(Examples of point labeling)
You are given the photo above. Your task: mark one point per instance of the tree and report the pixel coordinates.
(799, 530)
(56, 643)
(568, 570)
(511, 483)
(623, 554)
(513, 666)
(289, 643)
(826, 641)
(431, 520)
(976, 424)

:: Short task ::
Copy the records again, replacing "tree" with "palm tree" and leaving everything else unchanged.

:: Answer to the exercise ::
You are given the photo above. Your task: mark one point per instance of the palm tree and report the pixel coordinates.
(799, 530)
(56, 643)
(568, 570)
(511, 483)
(623, 554)
(513, 666)
(289, 643)
(826, 641)
(431, 520)
(976, 424)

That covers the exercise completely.